Stored data entries

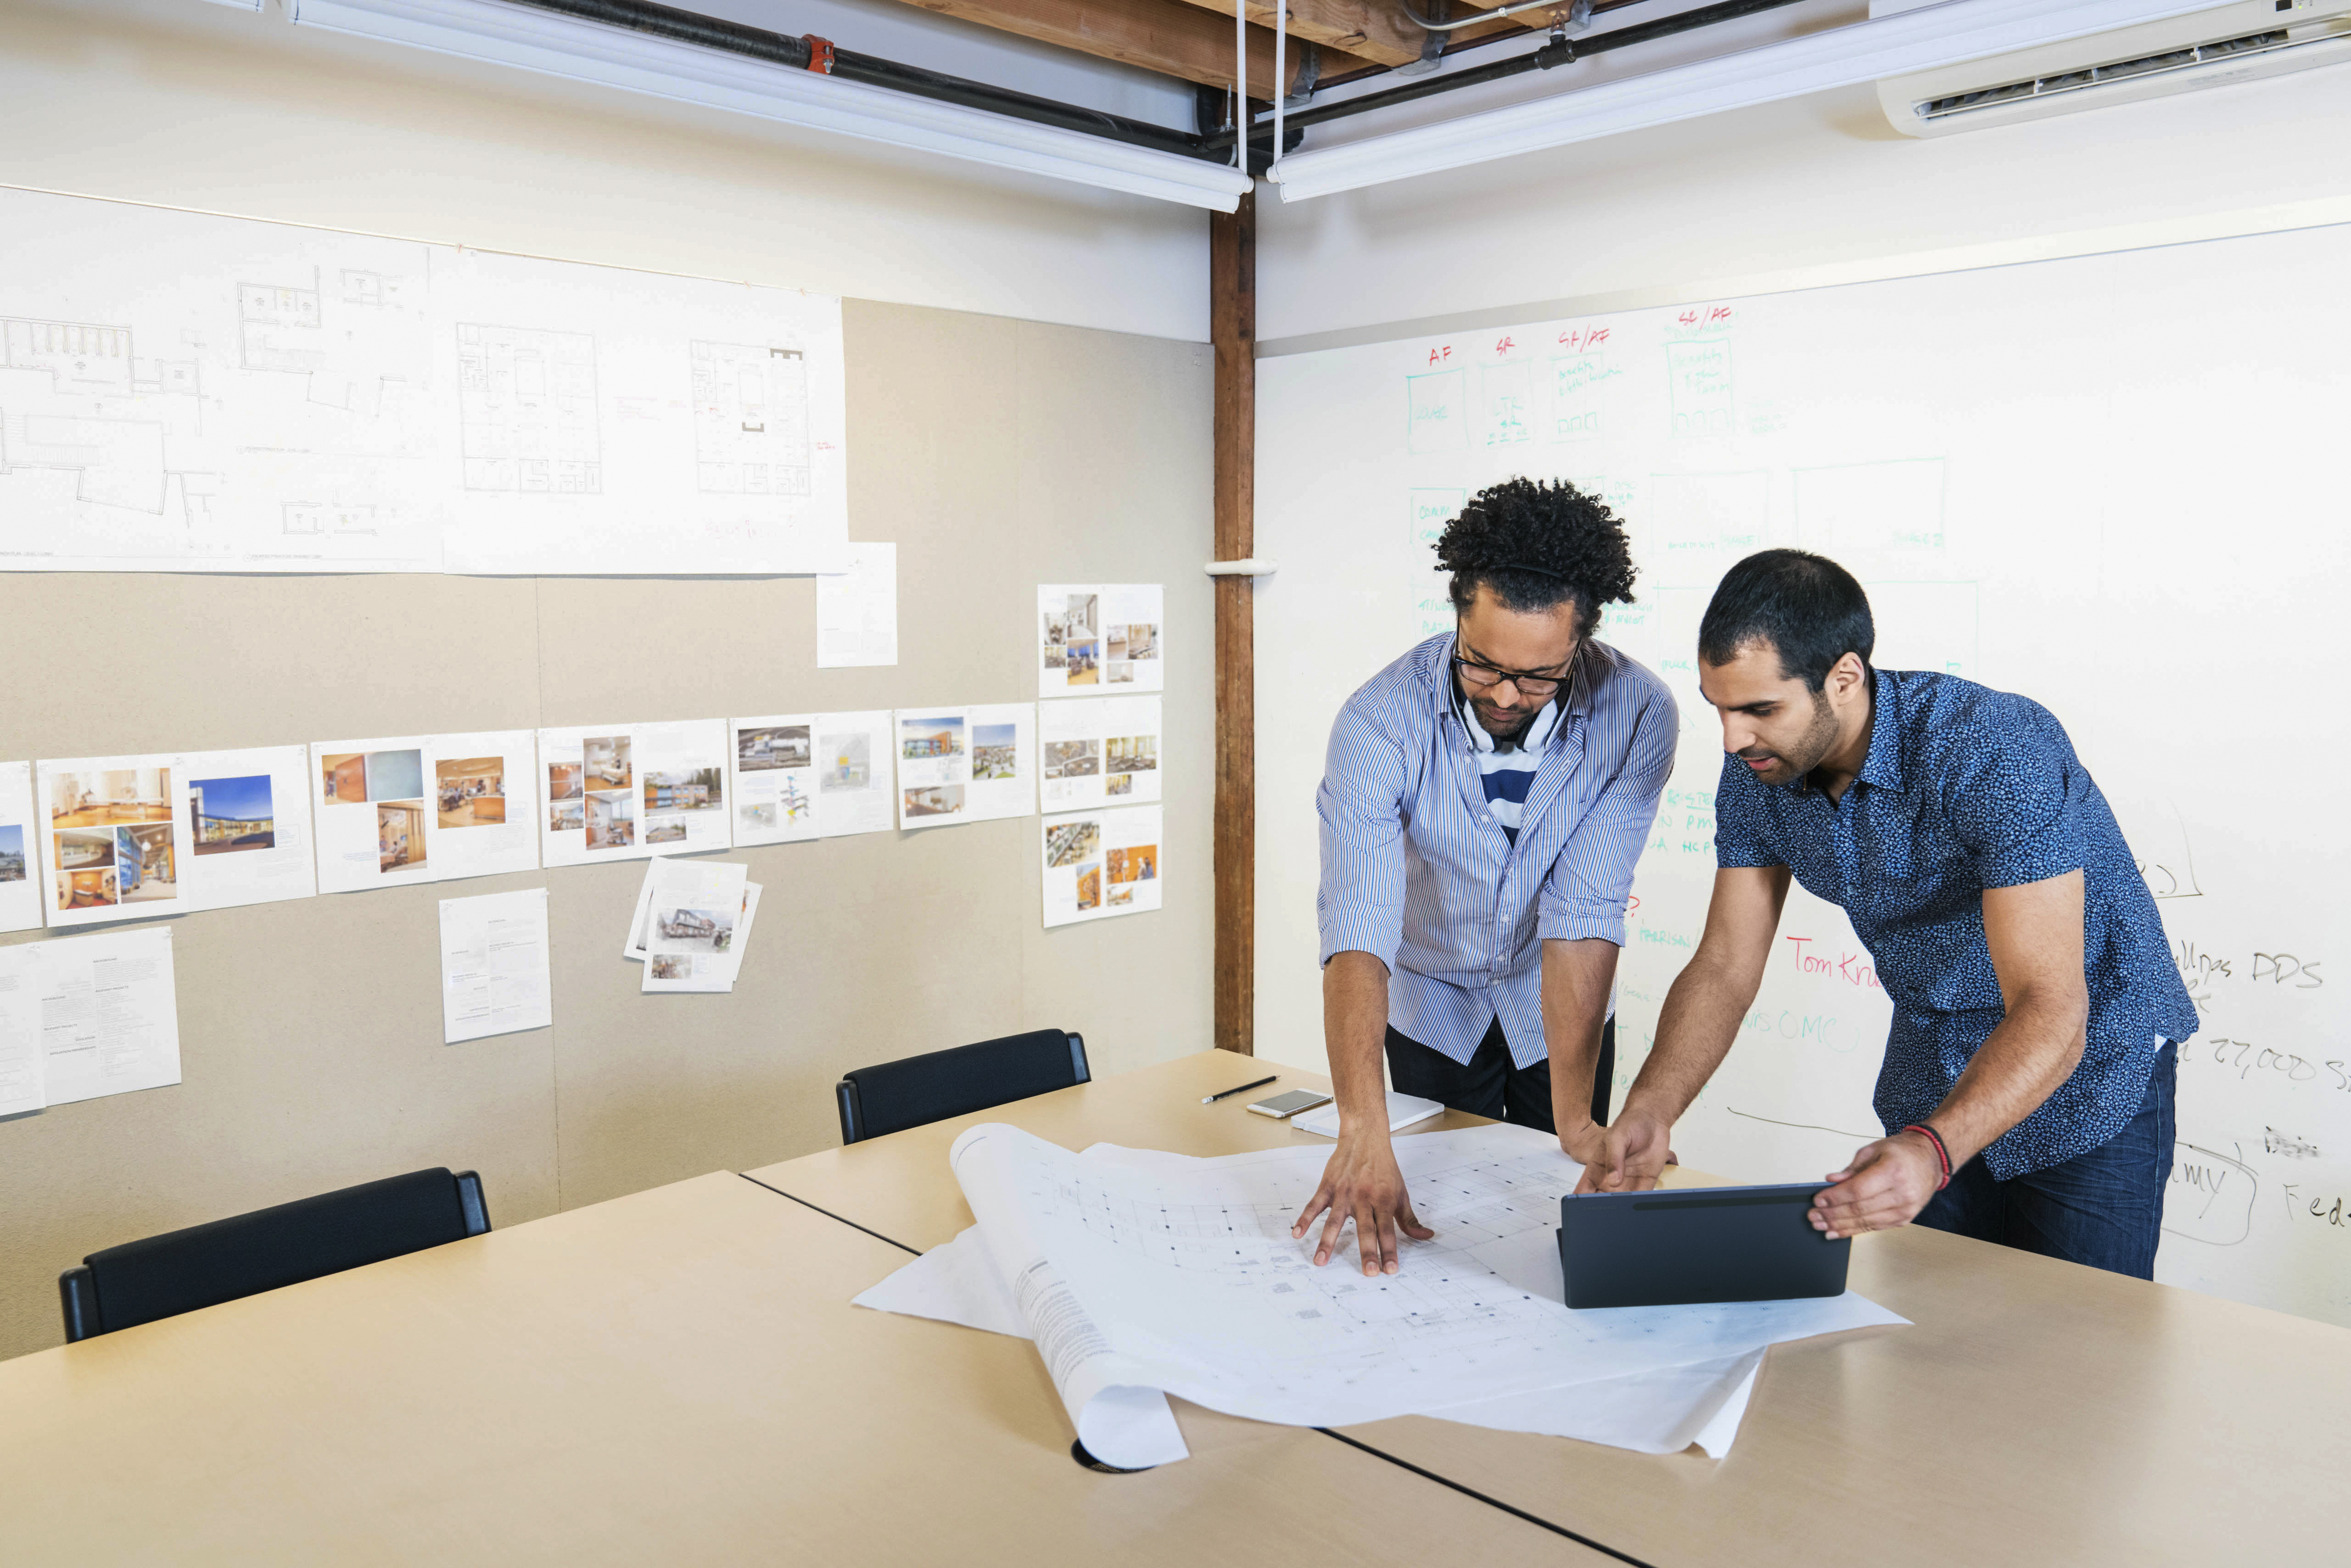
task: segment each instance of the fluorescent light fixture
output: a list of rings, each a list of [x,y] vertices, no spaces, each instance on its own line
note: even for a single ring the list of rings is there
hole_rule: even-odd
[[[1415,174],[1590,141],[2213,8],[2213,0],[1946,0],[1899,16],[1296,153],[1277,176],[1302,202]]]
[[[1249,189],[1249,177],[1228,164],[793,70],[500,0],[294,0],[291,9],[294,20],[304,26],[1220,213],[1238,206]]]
==
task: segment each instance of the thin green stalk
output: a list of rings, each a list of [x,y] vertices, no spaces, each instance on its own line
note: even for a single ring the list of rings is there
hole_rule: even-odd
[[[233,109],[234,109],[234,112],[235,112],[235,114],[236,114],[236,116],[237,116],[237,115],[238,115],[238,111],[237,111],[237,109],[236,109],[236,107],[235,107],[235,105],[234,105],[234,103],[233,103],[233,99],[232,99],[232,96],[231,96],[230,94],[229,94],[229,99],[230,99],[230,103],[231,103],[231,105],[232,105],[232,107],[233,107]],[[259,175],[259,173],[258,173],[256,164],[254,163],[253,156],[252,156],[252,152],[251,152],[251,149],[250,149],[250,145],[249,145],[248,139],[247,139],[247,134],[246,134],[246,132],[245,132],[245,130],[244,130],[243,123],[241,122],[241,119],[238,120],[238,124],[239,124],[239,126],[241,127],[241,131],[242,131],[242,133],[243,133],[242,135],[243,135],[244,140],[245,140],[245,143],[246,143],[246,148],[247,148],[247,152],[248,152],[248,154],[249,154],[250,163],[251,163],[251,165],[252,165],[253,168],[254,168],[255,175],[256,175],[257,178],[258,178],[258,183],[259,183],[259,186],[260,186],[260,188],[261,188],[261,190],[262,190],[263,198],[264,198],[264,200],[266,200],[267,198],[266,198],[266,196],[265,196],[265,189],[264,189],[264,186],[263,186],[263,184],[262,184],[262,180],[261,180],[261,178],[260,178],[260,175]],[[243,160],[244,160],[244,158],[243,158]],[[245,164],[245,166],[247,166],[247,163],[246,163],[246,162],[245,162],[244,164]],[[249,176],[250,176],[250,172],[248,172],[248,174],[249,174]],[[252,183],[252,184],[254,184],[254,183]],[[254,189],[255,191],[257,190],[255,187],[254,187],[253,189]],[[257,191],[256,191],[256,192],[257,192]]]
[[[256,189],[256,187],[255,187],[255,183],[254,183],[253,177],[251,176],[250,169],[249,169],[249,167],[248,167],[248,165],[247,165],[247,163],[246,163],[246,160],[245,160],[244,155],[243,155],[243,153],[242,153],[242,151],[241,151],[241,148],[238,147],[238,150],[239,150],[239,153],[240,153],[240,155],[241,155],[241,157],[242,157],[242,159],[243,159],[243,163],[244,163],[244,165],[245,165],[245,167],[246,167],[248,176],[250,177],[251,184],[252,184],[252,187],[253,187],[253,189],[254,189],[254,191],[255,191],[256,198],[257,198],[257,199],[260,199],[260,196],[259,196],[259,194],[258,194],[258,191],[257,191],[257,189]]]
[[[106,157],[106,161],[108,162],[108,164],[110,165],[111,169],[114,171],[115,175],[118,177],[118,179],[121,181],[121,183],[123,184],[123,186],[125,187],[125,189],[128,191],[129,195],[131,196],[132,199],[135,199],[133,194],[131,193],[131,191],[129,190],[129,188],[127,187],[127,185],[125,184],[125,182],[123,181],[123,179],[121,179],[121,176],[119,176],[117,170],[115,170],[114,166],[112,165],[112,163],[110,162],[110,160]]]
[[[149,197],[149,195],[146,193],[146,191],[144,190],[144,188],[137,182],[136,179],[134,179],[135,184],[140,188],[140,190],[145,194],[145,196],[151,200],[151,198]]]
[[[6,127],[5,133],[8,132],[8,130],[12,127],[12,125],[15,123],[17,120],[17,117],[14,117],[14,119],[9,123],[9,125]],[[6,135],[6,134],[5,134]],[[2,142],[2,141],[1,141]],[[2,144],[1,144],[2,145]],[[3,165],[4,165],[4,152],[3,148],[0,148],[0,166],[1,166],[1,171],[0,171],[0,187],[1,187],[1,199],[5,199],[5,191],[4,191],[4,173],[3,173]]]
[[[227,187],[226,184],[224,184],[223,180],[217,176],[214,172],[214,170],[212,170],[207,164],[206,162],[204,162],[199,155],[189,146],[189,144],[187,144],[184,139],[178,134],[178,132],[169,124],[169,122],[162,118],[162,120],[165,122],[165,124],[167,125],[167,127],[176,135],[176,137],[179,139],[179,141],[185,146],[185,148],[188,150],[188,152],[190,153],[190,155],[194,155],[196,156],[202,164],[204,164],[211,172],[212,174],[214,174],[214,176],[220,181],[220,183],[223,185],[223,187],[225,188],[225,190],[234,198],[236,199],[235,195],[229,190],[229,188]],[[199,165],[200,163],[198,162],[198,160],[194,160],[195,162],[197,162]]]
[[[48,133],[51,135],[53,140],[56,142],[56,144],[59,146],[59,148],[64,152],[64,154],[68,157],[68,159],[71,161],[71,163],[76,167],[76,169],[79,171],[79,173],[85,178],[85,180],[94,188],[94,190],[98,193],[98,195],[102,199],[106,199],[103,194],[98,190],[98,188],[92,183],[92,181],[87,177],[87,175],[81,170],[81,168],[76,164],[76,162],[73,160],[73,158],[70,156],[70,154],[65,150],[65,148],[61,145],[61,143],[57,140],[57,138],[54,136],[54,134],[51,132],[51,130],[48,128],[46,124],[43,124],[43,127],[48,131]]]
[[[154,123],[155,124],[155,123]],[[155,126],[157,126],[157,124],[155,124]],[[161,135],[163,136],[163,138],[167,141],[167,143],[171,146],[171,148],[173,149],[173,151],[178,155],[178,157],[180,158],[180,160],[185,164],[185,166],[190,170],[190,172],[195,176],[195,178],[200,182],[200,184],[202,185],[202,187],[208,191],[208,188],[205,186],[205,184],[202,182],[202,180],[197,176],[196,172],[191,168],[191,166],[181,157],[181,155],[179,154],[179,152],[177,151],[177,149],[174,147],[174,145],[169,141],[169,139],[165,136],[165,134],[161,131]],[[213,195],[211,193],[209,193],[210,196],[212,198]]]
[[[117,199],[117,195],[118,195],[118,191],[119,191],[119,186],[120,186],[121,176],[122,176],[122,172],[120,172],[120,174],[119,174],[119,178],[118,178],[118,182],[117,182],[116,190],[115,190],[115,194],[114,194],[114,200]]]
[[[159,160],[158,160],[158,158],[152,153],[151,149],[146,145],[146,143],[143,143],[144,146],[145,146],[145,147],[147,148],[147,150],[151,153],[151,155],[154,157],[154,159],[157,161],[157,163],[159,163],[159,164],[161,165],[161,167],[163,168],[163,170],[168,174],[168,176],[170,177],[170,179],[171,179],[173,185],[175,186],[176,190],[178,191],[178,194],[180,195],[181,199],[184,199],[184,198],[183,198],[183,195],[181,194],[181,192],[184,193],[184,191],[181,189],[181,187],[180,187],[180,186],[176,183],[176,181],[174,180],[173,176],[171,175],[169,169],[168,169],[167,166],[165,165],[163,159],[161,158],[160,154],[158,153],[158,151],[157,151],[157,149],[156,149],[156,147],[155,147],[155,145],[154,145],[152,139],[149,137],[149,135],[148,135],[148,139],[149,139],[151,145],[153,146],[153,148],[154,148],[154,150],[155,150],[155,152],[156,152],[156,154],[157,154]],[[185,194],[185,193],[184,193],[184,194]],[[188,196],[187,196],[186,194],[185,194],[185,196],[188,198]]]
* * *
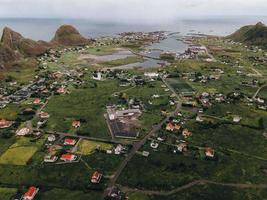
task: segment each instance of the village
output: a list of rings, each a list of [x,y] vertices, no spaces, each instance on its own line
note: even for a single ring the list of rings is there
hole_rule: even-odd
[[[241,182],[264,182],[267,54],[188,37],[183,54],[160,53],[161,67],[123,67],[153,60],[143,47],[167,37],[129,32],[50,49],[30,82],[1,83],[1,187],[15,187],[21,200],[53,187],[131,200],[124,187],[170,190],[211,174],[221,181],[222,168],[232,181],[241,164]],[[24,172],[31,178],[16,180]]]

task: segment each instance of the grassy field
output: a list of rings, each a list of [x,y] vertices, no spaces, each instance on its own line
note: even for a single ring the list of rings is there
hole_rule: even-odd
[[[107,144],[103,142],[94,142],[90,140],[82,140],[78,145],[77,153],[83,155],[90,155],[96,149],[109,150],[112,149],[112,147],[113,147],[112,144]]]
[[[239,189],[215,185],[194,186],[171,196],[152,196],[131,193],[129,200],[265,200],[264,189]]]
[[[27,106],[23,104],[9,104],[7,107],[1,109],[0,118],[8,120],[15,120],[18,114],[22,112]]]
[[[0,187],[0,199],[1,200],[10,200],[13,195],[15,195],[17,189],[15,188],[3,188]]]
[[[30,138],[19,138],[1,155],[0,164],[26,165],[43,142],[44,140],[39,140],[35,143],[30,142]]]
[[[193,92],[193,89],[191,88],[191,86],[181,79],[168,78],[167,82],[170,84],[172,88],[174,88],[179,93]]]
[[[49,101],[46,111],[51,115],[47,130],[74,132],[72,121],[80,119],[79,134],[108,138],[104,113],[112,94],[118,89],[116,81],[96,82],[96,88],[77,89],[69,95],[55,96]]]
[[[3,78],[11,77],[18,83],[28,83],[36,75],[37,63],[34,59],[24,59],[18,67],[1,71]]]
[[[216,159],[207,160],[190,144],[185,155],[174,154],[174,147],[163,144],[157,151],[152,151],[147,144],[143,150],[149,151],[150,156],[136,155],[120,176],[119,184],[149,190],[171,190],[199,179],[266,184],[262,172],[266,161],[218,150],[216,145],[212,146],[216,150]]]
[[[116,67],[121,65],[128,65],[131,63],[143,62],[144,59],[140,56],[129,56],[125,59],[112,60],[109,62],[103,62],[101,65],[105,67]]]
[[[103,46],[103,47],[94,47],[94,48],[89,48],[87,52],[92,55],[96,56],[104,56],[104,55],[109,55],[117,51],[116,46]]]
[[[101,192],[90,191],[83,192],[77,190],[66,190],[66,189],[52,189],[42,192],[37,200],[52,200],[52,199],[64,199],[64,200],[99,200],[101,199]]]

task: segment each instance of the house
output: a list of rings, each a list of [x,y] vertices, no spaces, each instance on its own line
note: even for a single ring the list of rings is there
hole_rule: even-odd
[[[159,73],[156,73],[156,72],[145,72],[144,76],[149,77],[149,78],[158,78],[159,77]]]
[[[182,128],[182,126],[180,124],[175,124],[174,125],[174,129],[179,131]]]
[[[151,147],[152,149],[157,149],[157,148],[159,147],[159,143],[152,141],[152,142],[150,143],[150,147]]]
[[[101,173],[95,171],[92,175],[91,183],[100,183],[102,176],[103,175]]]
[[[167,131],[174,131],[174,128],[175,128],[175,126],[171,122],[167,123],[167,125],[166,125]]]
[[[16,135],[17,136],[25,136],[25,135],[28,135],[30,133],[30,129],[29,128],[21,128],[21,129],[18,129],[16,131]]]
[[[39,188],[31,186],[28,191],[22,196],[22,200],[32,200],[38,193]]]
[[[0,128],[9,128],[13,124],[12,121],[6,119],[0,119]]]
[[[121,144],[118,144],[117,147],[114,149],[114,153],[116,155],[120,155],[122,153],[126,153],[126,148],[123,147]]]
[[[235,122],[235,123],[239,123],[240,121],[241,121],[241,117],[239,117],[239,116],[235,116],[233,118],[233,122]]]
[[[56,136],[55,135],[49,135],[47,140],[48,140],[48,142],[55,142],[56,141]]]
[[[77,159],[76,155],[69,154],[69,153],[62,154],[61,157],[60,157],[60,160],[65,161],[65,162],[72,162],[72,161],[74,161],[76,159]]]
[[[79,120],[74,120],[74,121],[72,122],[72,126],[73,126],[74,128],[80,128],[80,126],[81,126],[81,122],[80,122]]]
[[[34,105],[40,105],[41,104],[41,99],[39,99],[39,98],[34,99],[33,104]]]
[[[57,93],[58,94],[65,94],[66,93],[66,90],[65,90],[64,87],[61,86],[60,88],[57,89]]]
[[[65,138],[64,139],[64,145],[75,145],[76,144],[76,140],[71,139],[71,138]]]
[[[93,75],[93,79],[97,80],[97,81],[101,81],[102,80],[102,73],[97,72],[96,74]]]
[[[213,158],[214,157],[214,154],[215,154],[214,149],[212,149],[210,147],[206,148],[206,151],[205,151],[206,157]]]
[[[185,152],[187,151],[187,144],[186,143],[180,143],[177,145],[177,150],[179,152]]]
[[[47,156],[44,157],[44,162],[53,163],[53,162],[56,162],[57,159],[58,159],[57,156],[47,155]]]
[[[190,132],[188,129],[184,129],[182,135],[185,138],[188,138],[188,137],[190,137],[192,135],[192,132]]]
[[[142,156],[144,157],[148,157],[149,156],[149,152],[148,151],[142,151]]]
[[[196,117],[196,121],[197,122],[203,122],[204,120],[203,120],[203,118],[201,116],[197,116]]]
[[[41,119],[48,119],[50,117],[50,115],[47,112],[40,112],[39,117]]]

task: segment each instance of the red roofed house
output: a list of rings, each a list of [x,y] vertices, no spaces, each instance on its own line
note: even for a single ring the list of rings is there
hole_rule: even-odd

→ GOAL OF THE EXERCISE: Reproduce every line in the records above that contains the word "segment".

→ SOLUTION FOR THIS EXERCISE:
task: segment each instance of the fluorescent light fixture
task: segment each instance of the thin green stalk
task: segment each instance of the village
task: segment each instance of the grassy field
task: segment each instance of the house
task: segment each instance of the red roofed house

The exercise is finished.